Approach
Let 'A' be the target array that contains all the elements from 1 to N in the sorted order and 'B' be the given array.
Observation 1: If you sort the given array, you can ensure that the difference of B[i] and A[i] for every i from 1 to N is minimum.
Observation 2: If we take the absolute value of differences, both increment and decrement operations are the same.
Observation 3: The final answer is the sum of the absolute value of differences.
Observation 4: The range of N is 0 to 10^5. So we can't use bubble sort, insertion sort, and selection sort to sort the given array because they work in O(N^2) time complexity, so in the worst case, the total number of operations goes up to 10^10, which is inefficient.
Observation 5: We can use merge sort or quicksort as it works in O(NlogN) time complexity. We can also use the inbuilt sorting functions.
Example
Code
//merge sort
void merge(int B[], int start, int mid, int end){
int lft[mid - start + 1];
int rgt[end - mid];
for(int i = start; i < mid + 1; i++){
lft[i - start] = B[i];
}
for(int i = mid + 1; i <= end; i++){
rgt[i - (mid + 1)] = B[i];
}
int lftIndex = 0, rgtIndex = 0, ind = start;
for( ; lftIndex <= mid - start && rgtIndex < end - mid; ind++){
if(lft[lftIndex] < rgt[rgtIndex]){
B[ind] = lft[lftIndex++];
}
else{
B[ind] = rgt[rgtIndex++];
}
}
while(lftIndex <= mid - start){
B[ind++] = lft[lftIndex++];
}
while(rgtIndex < end - mid){
B[ind++] = rgt[rgtIndex++];
}
}
void mergeSort(int B[], int start, int end){
if(end <= start)

GIVEN INSTRUCTION 1: Rewrite the sorting approach starting at "Observation 4: The" and ending at "inbuilt sorting functions.", switching "inefficient" to "too slow".
GIVEN INSTRUCTION 2: Proceed with the sorting approach, picking up right after its last line.

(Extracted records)
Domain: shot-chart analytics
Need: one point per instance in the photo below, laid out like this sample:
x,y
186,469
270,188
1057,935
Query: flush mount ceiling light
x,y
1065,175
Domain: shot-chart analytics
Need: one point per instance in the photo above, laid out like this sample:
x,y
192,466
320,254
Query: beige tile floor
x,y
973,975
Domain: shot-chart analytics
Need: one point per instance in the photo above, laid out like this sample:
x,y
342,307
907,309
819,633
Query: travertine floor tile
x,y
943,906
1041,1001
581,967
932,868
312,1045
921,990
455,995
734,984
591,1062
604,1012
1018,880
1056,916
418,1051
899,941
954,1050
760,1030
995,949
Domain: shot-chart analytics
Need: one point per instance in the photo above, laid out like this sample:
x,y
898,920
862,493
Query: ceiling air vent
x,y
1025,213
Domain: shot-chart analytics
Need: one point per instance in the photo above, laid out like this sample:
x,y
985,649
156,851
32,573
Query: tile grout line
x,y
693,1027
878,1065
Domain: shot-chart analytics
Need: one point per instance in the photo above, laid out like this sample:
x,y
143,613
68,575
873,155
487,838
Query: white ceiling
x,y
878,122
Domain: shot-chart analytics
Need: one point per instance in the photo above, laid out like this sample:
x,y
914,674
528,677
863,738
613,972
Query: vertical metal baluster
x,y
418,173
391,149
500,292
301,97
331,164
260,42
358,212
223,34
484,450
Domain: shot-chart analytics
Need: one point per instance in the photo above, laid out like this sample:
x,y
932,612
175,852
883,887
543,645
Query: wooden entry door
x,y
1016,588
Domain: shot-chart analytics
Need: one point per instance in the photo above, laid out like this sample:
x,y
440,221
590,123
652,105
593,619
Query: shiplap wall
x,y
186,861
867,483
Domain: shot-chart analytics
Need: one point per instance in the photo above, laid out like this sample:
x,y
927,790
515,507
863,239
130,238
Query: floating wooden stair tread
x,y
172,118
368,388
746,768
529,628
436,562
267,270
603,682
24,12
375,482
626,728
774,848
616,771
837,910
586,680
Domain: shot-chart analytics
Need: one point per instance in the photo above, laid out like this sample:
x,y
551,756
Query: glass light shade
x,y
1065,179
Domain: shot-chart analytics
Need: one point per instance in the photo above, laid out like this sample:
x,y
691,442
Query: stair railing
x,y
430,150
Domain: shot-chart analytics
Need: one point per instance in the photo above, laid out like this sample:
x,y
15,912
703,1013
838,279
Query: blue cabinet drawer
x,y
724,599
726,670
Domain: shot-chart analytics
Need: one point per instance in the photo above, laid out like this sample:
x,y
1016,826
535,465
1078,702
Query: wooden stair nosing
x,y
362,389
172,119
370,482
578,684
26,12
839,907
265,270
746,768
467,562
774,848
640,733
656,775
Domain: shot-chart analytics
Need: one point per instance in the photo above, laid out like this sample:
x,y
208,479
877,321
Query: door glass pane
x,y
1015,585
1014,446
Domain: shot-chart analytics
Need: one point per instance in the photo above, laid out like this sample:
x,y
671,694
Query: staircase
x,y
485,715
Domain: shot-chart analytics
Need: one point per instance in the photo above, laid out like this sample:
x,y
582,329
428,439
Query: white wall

RESULT 1:
Observation 4: The range of N is 0 to 10^5. So we can't use bubble sort, insertion sort, and selection sort to sort the given array because they work in O(N^2) time complexity, so in the worst case, the total number of operations goes up to 10^10, which is too slow.
Observation 5: We can use merge sort or quicksort as it works in O(NlogN) time complexity. We can also use the inbuilt sorting functions.

RESULT 2:
return;
mergeSort(B, start, (start + end)/2);
mergeSort(B, ((start + end)/2) + 1, end);
merge(B, start, (start + end)/2, end);
}
signed main(){
int N;
cin >> N;
int B[N + 3] = {}; //input array
for(int i = 1; i <= N; ++i){
cin >> B[i];
}
mergeSort(B, 1, N); //sorting using merge sort
int ans = 0;
for(int i = 1; i <= N; i++){
ans += abs(i - B[i]);
}
cout << ans << "\n";
}
Also Read - Selection Sort in C
Dry Run
Input : N = 6
B = 1 5 2 8 3 10 //0 based indexing
Apply merge sort on B
B = 1 2 3 5 8 10
ans = 0
For ( i = 1 to i = N)
i = 0, ans = ans + |1 - 1| = 0 + 0 = 0
i = 1, ans = ans + |2 - 2| = 0 + 0 = 0
i = 3, ans = ans + |3 - 3| = 0 + 0 = 0
i = 4, ans = ans + |4 - 5| = 0 + 1 = 1
i = 5, ans = ans + |5 - 8| = 1 + 3 = 4
i = 6, ans = ans + |6 - 10| = 4 + 4 = 8
Hence, the final answer is 8
Time Complexity
Merge sort takes O(N log N) time, and extra O(N) time is needed to find the sum of differences. So the overall time complexity is O(N log N + N).
Read More - Time Complexity of Sorting Algorithms
Space Complexity
If we use merge sort, we need an extra array of size N. So, in that case, the space complexity is O(N). But, if we use quicksort with appropriate pivot, the space complexity can be reduced to O(logN).
FAQs
Q1. What is merge sort?
Merge sort is one of the most efficient sorting techniques. It follows divide and conquer strategy. It first divides the original array into N subarrays of size one each and then repeatedly merges two in sorted order.
Q2. What is the time complexity of merge sort?
The time complexity of merge sort is O(N logN).
Q3. What is quicksort?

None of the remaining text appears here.